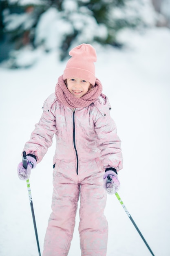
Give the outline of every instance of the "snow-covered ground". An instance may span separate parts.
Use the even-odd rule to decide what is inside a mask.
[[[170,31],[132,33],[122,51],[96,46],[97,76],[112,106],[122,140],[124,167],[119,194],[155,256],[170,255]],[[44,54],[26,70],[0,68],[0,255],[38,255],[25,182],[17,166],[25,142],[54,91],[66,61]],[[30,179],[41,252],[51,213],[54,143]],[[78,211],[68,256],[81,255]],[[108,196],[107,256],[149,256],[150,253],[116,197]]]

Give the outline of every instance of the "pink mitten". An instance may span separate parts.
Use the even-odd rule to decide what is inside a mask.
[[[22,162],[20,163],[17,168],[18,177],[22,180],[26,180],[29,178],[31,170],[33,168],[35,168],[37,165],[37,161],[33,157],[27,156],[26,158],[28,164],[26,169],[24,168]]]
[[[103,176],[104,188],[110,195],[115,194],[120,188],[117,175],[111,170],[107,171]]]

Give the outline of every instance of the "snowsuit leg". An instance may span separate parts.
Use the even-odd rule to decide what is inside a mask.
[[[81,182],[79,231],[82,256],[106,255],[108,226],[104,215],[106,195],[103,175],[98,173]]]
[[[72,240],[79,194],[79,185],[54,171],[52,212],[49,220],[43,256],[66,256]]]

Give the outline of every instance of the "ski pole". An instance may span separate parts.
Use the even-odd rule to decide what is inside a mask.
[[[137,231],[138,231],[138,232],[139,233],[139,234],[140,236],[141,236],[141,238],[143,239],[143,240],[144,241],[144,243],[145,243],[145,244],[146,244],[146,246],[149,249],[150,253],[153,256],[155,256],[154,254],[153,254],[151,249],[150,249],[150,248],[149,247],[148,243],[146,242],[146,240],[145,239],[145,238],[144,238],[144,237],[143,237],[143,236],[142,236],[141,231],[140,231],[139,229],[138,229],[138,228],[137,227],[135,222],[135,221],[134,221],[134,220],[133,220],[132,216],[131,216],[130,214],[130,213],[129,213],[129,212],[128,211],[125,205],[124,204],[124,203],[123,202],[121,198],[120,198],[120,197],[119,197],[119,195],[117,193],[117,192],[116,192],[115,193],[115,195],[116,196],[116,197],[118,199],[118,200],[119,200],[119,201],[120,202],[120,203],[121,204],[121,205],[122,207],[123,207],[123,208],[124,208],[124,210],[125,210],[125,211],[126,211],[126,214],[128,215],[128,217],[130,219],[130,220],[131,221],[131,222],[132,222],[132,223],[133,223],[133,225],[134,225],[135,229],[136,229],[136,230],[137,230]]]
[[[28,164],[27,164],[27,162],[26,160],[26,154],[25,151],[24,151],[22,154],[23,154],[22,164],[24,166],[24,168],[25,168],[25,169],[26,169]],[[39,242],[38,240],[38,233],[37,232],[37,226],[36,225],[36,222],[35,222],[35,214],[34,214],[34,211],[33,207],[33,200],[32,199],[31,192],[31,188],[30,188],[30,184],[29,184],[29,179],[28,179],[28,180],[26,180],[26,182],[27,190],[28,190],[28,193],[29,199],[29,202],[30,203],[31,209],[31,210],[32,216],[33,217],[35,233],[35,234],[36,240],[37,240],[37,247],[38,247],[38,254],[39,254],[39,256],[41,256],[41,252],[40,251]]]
########
__課題の目標__: 上記のエントリから、文字列「outline」を含む行をすべてそのまま返してください。大文字と小文字は区別します。

__演習の解答__:
Give the outline of every instance of the "snow-covered ground". An instance may span separate parts.
Give the outline of every instance of the "pink mitten". An instance may span separate parts.
Give the outline of every instance of the "snowsuit leg". An instance may span separate parts.
Give the outline of every instance of the "ski pole". An instance may span separate parts.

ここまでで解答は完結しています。